▶ WORKING DATA:
▬▬▬▬▬▬▬▬▬▬
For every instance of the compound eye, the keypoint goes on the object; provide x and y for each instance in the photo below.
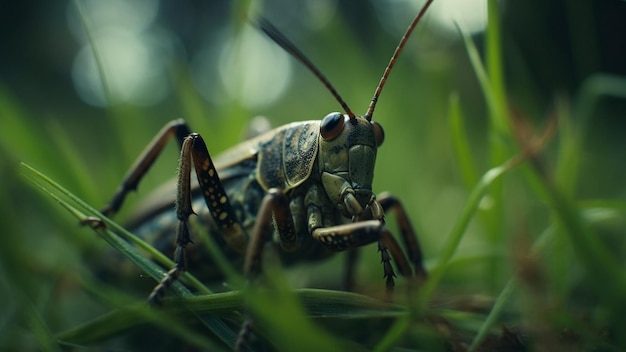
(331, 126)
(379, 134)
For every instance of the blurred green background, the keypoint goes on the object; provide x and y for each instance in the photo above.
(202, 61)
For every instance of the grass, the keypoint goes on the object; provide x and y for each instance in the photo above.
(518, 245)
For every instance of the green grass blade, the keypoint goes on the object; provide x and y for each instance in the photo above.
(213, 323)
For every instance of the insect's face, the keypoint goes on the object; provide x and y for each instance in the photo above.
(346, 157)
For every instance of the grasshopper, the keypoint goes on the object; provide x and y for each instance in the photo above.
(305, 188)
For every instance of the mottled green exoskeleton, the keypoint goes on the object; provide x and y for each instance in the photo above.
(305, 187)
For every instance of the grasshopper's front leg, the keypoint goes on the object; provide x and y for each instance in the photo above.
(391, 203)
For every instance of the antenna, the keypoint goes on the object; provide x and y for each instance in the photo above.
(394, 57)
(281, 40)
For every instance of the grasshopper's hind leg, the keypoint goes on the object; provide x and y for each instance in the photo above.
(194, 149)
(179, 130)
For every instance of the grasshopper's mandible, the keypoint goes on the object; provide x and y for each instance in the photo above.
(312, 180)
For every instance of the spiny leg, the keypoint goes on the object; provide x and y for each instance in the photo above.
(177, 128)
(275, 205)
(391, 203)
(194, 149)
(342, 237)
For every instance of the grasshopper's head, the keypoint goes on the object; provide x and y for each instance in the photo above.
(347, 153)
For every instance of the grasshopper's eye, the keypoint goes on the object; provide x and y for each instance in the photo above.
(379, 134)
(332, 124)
▬▬▬▬▬▬▬▬▬▬
▶ EXERCISE AIM:
Please return the span of lines above that opens with the one containing "For every instance of the grasshopper's hind" and closes with the final line, both included, exactly as written and nothing more.

▶ RESULT BELOW:
For every instance of the grasshopper's hind leg, the keypoint goes on the object; provide x and y for each instance in the photo above.
(194, 149)
(179, 130)
For every instance of the grasshopper's mandible, the keypoint goes on the object; provide x and y for each instance in the photo above.
(312, 180)
For every instance of the spiny leg, the keypoint goes on the object; provide x and y for each instance in the photo above.
(177, 128)
(275, 205)
(391, 203)
(194, 149)
(342, 237)
For every instance of the grasshopper's head, the keypoint goes on the object; provide x and y for each instance in the photo above.
(347, 153)
For every instance of the grasshopper's eye, the keypoint goes on the object; provide x and y for each instance in the photo above.
(379, 134)
(332, 124)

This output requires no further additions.